[Рабочее задание] Извлеките из текста о композиции стихотворения дословный фрагмент, начиная со слов «Рассмотрим композицию текста.» и далее вплоть до слов «третьей — будущее.» включительно.

Рассмотрим композицию текста. 32 строки стихотворения — математически «совершенное» число (два в пятой степени). Они могут быть разделены на три части: 1–8, 9–24, 25–32 (8, 16 и 8 строк). Допустимо говорить о некоторых «переходных зонах» (7–8, 22–24), но по смыслу и интонации они явно примыкают соответственно к начальной и срединной частям. Крайние части противопоставлены срединной не только по величине (взятые вместе, «края» идеально уравновешивают «центр»), но и тем, что в них двустишия тяготеют к замкнутости (в срединной части отмечается резкое несовпадение границ двустиший с синтаксическими границами). В первой части отчетливо доминирует прошедшее время, во второй — настоящее, в третьей — будущее.
Начало стихотворения говорит о разочарованности героя, его уходе от петербургского света в укромные и гостеприимные пределы Царского Села. Вторая часть — более подробное описание царскосельского образа жизни, связанных с ним исторических и литературных воспоминаний. Она начинается со строк о дружбе, свободе и покое и завершается строками о тайном желании удалиться из этого замкнутого мира. Третья часть — предполагаемое возвращение к пестрой суете (строка 29), где вновь неизбежно возникнет порыв к свободному, посвященному стихам одиночеству («метастрока» 32).

[Блок данных]
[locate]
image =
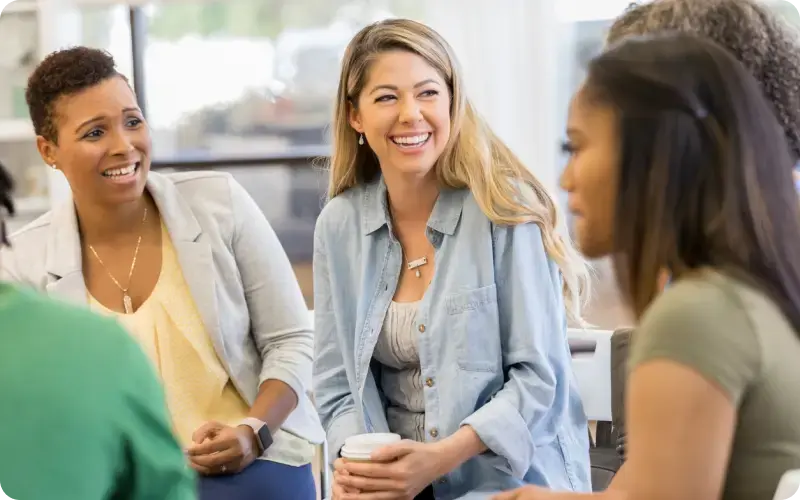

[Ответ на задание]
Рассмотрим композицию текста. 32 строки стихотворения — математически «совершенное» число (два в пятой степени). Они могут быть разделены на три части: 1–8, 9–24, 25–32 (8, 16 и 8 строк). Допустимо говорить о некоторых «переходных зонах» (7–8, 22–24), но по смыслу и интонации они явно примыкают соответственно к начальной и срединной частям. Крайние части противопоставлены срединной не только по величине (взятые вместе, «края» идеально уравновешивают «центр»), но и тем, что в них двустишия тяготеют к замкнутости (в срединной части отмечается резкое несовпадение границ двустиший с синтаксическими границами). В первой части отчетливо доминирует прошедшее время, во второй — настоящее, в третьей — будущее.